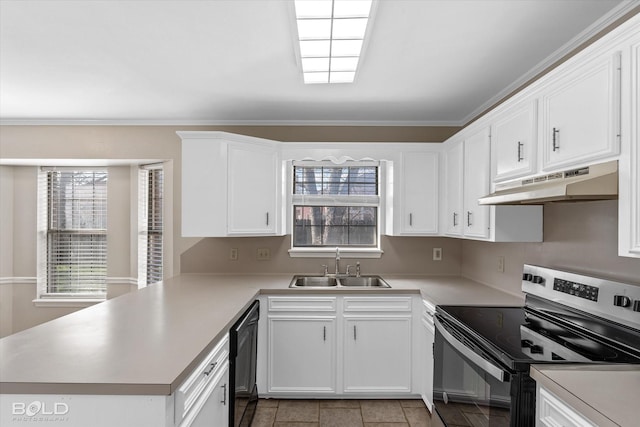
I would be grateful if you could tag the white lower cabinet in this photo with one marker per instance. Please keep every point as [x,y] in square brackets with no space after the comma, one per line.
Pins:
[302,354]
[339,346]
[212,409]
[377,354]
[203,398]
[553,412]
[427,339]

════════

Skipping the images, write out the whole listing exactly.

### WRITTEN ANSWER
I would be grateful if you could tag the white lower cabinet in this photo with one marker per instance. Please keep every point as [x,y] in square brackets with no space after the comma, one per line.
Pins:
[302,354]
[339,346]
[212,409]
[377,354]
[203,398]
[553,412]
[427,339]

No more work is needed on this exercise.